• [Supplied text]:

┌────────

Kadhaveedu is a 2013 Indian Malayalam anthology film written and directed by Sohanlal, based on three stories penned by Vaikkom Muhammad Basheer, Madhavikutty, and M. T. Vasudevan Nair. The film stars Kunchacko Boban in the lead role, with Biju Menon, Rituparna Sengupta, Bhama, Manoj K. Jayan, Lal, Mallika, and Kalabhavan Shajon. The film was released on November 2 coinciding with the Diwali fest.

└────────

• [Excerpts of bounding box data]:
┌────────

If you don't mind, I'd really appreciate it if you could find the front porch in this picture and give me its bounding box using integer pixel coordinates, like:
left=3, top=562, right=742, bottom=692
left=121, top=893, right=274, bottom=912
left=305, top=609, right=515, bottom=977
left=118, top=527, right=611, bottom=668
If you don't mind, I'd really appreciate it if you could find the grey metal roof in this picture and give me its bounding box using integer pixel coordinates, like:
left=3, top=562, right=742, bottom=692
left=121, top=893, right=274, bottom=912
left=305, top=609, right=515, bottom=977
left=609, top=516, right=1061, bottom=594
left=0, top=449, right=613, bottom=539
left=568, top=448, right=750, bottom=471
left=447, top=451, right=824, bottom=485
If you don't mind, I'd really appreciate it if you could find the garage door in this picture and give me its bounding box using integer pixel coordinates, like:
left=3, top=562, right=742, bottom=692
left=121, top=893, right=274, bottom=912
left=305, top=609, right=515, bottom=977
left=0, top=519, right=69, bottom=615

└────────

• [The tasks]:
**a)** From the passage on Kadhaveedu, print the stretch from "Kadhaveedu is a" through "the Diwali fest.".
**b)** Name each writer whose story served as a basis for the film in the passage on Kadhaveedu.
**c)** Using the passage on Kadhaveedu, explain what the film's November 2 release date coincided with.

• [Solved problems]:
**a)**
Kadhaveedu is a 2013 Indian Malayalam anthology film written and directed by Sohanlal, based on three stories penned by Vaikkom Muhammad Basheer, Madhavikutty, and M. T. Vasudevan Nair. The film stars Kunchacko Boban in the lead role, with Biju Menon, Rituparna Sengupta, Bhama, Manoj K. Jayan, Lal, Mallika, and Kalabhavan Shajon. The film was released on November 2 coinciding with the Diwali fest.

**b)** Vaikkom Muhammad Basheer, Madhavikutty, and M. T. Vasudevan Nair.

**c)** The release on November 2 coincided with the Diwali fest.